# Work item
Return every line of the entries that includes the word "below".
*** Opening of Information given ***
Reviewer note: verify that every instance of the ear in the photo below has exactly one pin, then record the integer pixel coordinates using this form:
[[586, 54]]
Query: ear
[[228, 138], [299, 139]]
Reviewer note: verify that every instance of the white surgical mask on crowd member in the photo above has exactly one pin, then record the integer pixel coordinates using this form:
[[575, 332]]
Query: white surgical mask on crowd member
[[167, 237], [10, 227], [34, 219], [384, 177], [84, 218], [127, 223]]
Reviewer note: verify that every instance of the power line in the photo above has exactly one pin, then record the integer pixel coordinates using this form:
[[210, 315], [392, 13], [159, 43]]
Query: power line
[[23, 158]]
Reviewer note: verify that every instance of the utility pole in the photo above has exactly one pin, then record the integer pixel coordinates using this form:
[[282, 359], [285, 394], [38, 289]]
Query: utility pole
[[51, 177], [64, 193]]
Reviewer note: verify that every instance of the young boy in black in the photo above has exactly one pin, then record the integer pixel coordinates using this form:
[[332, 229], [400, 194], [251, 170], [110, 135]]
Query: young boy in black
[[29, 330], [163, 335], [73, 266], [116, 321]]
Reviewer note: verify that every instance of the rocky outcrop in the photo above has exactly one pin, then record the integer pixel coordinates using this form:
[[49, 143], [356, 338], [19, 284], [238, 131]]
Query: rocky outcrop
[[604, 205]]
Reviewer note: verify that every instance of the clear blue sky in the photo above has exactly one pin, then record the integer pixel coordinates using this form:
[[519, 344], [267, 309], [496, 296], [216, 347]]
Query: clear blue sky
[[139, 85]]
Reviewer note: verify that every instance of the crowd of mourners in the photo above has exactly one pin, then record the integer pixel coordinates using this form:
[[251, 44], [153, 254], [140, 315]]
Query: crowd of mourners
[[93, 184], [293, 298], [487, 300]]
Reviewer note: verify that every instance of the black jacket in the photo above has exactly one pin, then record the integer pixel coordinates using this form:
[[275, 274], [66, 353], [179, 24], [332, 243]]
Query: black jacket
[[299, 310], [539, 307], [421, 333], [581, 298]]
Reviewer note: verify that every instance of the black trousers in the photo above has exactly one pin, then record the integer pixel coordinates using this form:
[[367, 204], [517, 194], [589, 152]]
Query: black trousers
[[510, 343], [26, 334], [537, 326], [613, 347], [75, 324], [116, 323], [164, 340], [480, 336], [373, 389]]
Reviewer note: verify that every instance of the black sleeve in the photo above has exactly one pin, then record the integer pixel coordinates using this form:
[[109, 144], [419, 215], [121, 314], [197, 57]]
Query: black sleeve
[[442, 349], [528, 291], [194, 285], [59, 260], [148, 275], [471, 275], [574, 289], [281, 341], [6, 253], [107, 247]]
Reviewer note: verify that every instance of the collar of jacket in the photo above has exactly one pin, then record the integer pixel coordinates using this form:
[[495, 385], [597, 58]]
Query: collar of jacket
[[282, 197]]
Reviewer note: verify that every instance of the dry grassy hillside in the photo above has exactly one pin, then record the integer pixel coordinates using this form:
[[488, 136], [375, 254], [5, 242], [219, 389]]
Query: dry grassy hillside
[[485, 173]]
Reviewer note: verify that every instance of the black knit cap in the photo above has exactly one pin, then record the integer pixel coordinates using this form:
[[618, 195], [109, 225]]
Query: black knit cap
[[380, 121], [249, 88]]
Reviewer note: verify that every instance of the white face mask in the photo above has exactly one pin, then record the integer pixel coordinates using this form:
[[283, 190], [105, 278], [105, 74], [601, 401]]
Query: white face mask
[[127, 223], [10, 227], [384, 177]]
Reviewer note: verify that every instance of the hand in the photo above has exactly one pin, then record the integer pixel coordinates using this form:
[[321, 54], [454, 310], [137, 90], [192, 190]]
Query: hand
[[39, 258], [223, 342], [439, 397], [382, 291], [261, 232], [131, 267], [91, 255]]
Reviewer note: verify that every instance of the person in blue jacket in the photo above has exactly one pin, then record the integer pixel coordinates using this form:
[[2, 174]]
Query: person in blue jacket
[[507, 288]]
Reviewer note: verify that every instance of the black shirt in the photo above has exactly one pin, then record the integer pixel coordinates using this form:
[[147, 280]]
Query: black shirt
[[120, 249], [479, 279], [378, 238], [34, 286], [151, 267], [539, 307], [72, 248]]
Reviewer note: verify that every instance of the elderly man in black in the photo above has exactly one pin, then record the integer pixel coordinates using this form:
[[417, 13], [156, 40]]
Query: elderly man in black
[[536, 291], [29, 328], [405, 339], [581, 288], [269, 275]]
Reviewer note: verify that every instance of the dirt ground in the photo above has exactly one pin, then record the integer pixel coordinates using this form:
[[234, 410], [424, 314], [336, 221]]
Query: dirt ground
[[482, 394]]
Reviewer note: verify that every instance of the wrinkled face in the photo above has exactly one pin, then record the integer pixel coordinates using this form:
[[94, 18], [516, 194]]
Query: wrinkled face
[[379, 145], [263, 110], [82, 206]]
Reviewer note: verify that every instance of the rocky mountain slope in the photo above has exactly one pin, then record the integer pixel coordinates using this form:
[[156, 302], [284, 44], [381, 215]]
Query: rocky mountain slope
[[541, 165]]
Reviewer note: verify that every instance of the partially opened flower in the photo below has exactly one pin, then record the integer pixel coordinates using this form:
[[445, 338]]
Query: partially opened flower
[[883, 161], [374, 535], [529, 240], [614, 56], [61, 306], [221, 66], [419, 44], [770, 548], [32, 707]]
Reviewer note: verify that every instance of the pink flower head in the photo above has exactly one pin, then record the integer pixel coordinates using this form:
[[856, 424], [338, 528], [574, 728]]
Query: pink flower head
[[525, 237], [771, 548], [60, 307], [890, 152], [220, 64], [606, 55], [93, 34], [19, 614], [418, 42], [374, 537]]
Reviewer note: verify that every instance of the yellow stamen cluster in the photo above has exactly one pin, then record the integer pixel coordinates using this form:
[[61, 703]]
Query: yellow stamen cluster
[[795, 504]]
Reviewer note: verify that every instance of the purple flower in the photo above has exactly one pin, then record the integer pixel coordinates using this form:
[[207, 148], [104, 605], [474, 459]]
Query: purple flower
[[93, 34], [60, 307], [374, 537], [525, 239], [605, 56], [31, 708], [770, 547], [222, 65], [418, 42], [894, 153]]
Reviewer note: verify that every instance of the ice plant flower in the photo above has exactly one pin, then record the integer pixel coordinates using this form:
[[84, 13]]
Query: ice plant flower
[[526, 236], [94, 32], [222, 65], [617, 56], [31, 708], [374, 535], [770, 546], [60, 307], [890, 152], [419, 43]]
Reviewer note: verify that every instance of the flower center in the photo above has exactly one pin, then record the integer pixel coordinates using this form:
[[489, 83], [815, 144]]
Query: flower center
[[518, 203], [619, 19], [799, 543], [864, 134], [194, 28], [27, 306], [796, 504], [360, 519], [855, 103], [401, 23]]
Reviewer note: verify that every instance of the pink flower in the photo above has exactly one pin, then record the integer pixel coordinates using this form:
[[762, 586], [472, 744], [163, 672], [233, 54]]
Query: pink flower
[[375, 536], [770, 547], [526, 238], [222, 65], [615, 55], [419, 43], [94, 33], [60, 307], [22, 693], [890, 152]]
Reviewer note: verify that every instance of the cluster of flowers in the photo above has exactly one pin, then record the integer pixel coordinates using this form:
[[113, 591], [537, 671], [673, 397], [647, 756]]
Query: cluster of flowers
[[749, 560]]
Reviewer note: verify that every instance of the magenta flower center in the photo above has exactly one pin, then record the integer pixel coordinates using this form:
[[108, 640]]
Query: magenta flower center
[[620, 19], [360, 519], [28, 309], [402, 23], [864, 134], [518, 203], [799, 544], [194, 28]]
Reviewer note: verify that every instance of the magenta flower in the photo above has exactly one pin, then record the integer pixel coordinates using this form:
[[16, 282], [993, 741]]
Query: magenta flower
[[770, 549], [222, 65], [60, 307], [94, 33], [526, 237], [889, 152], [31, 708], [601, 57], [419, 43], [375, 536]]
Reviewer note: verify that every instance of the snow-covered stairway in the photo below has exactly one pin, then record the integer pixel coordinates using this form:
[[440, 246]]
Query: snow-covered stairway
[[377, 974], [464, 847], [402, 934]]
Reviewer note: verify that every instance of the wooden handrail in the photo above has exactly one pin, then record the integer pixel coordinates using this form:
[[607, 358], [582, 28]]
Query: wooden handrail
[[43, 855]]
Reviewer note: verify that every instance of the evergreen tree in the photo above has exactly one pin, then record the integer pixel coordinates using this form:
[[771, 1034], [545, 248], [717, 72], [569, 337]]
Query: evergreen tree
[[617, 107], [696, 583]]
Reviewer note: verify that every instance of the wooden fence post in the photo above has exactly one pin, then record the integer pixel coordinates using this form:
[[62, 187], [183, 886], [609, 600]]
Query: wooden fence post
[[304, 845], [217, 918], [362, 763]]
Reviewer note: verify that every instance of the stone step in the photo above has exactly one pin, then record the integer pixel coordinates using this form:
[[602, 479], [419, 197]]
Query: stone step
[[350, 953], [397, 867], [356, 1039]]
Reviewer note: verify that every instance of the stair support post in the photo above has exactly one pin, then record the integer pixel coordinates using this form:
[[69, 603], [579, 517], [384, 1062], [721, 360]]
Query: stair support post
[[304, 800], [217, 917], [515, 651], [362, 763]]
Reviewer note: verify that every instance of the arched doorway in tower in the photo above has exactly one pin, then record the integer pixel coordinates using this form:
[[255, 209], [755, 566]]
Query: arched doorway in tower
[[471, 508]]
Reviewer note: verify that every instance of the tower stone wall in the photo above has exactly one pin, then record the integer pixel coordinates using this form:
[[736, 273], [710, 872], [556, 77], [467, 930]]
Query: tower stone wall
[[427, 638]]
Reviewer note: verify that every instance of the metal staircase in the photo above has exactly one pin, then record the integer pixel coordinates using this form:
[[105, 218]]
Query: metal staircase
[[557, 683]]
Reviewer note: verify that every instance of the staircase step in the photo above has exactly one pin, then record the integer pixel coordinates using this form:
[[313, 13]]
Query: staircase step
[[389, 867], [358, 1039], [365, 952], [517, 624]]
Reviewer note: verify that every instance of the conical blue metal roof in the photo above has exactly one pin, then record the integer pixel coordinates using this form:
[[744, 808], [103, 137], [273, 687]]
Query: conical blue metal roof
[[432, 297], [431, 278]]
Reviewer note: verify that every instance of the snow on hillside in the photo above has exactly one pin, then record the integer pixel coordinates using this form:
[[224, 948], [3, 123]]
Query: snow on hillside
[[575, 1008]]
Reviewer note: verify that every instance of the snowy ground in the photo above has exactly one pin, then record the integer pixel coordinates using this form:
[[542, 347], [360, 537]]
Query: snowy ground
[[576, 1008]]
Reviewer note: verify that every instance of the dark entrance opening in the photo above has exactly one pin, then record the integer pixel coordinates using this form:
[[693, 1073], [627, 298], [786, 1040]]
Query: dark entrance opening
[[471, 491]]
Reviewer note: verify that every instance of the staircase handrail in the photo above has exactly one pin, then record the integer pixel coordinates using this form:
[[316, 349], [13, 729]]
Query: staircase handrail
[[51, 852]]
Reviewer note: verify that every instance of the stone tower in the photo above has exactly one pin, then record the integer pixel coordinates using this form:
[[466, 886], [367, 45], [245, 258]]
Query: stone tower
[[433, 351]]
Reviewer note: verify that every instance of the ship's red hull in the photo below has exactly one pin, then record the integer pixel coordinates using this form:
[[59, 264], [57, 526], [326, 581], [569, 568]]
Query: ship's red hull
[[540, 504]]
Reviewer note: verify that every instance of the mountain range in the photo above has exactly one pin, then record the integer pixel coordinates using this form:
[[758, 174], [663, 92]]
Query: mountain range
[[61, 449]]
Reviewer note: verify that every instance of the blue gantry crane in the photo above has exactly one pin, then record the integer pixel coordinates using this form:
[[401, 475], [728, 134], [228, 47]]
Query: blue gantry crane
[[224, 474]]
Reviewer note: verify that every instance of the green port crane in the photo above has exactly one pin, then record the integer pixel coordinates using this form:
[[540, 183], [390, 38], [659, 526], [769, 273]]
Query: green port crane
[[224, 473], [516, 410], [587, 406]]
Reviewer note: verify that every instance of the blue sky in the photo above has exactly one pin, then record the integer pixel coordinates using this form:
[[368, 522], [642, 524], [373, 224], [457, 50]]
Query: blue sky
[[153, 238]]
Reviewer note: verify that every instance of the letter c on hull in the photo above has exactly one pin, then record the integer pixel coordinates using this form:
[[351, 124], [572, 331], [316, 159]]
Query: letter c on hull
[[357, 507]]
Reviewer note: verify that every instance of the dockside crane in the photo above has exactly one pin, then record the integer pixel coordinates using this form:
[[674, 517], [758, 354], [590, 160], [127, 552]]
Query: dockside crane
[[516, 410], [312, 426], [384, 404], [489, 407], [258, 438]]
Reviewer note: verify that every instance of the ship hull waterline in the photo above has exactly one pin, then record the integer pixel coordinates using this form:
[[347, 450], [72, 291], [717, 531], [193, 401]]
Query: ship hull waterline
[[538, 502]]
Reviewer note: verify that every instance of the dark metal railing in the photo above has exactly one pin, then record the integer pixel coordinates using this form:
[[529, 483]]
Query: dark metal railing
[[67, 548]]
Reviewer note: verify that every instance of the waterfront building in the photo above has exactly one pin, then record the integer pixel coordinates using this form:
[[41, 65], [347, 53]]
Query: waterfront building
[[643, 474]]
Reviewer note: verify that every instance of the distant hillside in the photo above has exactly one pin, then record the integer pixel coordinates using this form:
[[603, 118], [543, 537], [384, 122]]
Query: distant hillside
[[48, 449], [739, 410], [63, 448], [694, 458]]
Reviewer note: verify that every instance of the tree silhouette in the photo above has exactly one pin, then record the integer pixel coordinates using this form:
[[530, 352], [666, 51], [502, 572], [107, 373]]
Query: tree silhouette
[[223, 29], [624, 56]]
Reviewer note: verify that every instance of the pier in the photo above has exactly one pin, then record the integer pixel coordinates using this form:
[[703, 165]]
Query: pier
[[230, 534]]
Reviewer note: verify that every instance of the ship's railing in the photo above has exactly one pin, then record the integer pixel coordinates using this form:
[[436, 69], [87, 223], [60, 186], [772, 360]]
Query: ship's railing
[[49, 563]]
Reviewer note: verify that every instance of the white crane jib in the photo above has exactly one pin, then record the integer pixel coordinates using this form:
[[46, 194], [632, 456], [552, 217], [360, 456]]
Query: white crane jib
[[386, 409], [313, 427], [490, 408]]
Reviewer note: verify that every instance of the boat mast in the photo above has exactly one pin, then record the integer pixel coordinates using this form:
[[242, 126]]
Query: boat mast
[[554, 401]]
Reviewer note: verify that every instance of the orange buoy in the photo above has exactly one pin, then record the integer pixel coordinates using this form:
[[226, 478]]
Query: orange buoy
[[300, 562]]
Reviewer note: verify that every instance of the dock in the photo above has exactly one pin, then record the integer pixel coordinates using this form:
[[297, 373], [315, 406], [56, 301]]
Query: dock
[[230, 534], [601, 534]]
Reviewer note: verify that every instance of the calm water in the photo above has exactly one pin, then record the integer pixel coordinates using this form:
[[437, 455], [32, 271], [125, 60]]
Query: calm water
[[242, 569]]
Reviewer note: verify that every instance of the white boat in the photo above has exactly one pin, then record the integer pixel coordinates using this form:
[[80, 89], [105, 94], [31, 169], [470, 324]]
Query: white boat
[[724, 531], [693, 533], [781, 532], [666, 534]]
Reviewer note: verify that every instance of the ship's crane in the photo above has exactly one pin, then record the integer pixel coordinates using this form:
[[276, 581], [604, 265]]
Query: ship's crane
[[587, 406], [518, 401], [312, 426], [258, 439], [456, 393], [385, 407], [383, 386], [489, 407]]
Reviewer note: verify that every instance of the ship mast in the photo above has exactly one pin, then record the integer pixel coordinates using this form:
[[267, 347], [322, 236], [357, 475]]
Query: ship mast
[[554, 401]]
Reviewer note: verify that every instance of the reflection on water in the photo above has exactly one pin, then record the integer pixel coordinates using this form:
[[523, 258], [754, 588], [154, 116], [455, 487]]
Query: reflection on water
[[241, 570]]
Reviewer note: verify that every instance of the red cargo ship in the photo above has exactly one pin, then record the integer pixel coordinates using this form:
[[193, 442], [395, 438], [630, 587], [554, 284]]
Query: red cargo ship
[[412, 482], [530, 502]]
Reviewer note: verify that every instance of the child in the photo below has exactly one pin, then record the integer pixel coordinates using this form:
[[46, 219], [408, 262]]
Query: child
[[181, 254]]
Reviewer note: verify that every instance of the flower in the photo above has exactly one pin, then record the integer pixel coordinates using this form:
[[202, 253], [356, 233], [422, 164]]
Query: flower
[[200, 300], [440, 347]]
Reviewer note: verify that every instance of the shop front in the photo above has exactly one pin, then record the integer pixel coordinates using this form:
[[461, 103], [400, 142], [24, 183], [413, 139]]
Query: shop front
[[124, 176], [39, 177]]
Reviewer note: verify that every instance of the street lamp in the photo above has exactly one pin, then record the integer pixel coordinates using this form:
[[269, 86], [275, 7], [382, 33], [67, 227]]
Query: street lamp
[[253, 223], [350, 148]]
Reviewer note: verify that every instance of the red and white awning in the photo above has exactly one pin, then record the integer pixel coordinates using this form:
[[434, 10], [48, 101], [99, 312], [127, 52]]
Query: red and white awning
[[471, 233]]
*** Close of Information given ***
# Exercise response
Reviewer note: verify that every instance of the ear in the photo below has exactly one pin, then record the integer pixel coordinates using this form:
Reviewer note: verify that every instance of the partially opened flower in the photo below has exactly one pin, then record the integer pixel coordinates using this form:
Reviewer note: verify that every instance of the snow-covered stairway in the photo below has exactly one pin, then record the integer pixel coordinates using this form:
Reviewer note: verify that every instance of the ship's red hull in the photo below has exactly one pin, then record the integer pixel coordinates using this form:
Reviewer note: verify that every instance of the child in the photo below has exactly one pin, then record the integer pixel coordinates using this form:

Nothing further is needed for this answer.